--- Task brief ---
List every line in the records below that contains the word "yellow", copying each one in full.

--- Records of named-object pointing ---
::::::::
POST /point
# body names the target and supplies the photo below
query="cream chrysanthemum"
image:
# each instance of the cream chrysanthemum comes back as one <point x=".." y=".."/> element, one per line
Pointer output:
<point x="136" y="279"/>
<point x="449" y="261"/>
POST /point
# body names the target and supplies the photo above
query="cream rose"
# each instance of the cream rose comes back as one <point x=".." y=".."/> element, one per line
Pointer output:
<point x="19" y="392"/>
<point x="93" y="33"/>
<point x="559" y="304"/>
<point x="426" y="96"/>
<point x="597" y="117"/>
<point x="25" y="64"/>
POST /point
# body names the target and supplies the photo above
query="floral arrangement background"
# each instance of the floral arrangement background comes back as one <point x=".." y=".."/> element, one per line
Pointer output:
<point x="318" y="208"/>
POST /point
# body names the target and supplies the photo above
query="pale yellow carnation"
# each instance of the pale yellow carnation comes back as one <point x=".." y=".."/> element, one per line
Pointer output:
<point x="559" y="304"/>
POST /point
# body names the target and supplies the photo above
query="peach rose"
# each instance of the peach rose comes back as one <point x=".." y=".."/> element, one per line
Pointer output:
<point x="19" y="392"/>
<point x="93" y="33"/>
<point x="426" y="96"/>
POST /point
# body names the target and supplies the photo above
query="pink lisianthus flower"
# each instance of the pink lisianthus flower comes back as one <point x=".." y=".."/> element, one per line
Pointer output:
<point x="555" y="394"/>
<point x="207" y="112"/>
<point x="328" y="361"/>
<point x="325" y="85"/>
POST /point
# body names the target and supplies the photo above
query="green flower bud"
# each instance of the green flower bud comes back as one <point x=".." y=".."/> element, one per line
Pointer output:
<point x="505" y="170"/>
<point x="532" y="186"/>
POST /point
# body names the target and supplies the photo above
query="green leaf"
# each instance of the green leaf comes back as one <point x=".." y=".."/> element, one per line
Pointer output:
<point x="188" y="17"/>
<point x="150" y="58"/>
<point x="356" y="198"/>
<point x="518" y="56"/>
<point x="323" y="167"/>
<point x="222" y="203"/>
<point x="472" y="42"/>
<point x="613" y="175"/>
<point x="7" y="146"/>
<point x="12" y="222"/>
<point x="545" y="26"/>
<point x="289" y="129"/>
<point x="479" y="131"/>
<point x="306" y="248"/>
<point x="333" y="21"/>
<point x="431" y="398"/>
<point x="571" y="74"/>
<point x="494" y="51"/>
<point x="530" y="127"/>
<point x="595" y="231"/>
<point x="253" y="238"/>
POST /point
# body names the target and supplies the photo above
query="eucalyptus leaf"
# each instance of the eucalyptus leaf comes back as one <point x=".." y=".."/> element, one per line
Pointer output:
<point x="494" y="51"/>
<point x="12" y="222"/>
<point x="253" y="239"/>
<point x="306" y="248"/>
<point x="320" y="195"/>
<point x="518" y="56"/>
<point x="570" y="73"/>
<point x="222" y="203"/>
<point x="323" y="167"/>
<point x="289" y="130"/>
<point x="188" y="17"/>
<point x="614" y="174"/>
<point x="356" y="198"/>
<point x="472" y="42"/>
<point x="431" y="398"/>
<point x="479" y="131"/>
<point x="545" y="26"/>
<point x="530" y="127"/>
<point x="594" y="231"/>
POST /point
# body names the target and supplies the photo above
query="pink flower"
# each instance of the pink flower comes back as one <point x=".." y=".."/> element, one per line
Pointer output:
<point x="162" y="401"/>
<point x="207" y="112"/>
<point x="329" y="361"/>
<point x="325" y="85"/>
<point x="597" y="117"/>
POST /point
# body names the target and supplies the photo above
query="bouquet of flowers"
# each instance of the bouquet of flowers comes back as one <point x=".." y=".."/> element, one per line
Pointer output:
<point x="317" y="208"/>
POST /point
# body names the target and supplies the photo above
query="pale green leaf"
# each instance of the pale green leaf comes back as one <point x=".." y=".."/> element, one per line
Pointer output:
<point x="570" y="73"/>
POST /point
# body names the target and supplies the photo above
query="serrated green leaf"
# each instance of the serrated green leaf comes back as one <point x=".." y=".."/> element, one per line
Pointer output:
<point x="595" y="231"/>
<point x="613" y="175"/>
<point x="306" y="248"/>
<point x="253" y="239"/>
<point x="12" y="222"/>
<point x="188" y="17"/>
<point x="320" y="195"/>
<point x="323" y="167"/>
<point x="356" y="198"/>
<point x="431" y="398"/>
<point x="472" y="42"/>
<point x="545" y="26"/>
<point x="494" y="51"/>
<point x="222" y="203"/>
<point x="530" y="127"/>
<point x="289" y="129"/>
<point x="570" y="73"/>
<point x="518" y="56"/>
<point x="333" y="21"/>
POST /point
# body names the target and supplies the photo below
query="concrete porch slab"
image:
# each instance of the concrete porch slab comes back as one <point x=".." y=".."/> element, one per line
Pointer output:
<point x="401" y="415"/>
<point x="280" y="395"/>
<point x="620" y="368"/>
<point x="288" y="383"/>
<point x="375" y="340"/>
::::::::
--- The reply ---
query="pale yellow carnation"
# each instance of the pale yellow carnation comes back as one <point x=".." y=".."/> element, one per line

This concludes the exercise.